Source data:
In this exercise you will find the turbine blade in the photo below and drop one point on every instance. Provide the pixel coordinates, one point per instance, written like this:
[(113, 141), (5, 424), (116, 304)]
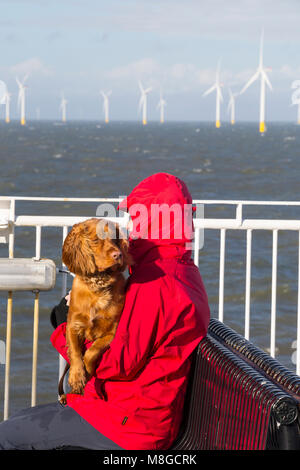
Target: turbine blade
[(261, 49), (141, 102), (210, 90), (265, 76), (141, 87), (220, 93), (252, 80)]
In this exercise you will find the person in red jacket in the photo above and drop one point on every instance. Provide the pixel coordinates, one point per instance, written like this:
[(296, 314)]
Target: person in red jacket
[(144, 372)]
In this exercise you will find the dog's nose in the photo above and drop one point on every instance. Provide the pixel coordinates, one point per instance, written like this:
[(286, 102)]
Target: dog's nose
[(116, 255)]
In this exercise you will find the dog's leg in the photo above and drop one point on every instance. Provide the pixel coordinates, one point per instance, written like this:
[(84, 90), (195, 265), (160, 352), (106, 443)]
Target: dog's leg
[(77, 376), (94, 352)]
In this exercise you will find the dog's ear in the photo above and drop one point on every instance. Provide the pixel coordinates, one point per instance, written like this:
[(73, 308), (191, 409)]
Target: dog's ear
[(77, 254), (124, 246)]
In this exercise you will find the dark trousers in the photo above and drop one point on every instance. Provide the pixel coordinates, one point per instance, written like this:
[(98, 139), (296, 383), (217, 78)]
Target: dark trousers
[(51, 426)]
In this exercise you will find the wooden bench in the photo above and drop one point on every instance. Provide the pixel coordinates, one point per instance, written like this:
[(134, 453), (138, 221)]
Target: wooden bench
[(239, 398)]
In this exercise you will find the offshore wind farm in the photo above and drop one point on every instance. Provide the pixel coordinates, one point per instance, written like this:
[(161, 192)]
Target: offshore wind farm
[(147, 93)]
---
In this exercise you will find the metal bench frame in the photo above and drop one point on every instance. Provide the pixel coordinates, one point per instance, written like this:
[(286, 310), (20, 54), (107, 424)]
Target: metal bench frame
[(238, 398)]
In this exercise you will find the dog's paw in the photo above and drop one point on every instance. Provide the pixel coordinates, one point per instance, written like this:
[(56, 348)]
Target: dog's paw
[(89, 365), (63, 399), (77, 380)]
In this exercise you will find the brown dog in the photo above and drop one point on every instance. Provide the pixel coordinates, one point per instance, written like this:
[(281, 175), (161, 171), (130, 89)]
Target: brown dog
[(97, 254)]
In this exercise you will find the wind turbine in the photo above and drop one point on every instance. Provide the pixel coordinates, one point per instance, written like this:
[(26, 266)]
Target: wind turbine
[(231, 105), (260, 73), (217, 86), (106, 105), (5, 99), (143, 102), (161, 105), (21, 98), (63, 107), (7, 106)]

- _Job_: Write out again the lines from the one containing "In this exercise you will find the brown" up to and including the one containing "107), (7, 106)]", with the requests, and offset every coordinate in the answers by -61.

- _Final result_:
In this exercise you will find the brown dog in the photo above and drop one point on every instance. Provide the pixel coordinates, one point per instance, written like this:
[(281, 175), (161, 171), (130, 89)]
Target: brown dog
[(36, 193)]
In this exercise you will find the wind turbine in the photo above and drop one point on every instance. Provide the pixel coordinates, one point per instance, written like this:
[(26, 266)]
Target: wind turbine
[(170, 44), (199, 12), (156, 25), (45, 44), (-56, 38), (82, 41), (100, 44), (-40, 37), (2, 46), (-54, 45)]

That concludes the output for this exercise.